To do —
The expected output is each line in the data below that includes the string "above".

Source information —
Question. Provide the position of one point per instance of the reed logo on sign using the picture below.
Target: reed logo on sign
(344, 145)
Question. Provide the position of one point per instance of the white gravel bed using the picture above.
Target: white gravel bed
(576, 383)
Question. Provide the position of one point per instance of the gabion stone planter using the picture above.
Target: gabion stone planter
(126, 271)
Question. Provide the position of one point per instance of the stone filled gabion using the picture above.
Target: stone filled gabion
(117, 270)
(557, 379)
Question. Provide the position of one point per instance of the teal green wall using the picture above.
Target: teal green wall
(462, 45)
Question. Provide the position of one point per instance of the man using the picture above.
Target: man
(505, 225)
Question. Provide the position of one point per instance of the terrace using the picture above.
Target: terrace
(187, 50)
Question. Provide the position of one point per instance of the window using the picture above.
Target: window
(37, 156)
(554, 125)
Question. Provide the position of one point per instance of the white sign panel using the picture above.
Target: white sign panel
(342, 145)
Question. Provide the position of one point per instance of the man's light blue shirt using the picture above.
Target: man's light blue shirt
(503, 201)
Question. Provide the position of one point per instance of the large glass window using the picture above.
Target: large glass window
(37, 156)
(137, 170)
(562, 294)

...

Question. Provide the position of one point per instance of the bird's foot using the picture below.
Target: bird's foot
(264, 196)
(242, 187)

Exercise output —
Question. Provide the position of one point per instance of the white gravel bed using the picture above.
Question. Provide the position of one point per instance of the gabion stone planter using the picture above.
Question. Provide the position of one point per instance of the stone filled gabion using the picture above.
Question. Provide the position of one point per instance of the teal green wall using the picture above.
Question. Provide the position of one point per instance of the man using the picture above.
Question. Provide the position of one point per instance of the terrace using the picture above.
Question. Provide the position of one point per instance of the window using the picture above.
Question. Provide the position of one point per instance of the white sign panel using the picture above.
Question. Provide the position of one point per instance of the man's light blue shirt using the picture above.
Question. Provide the position of one point per instance of the large glass window using the picture above.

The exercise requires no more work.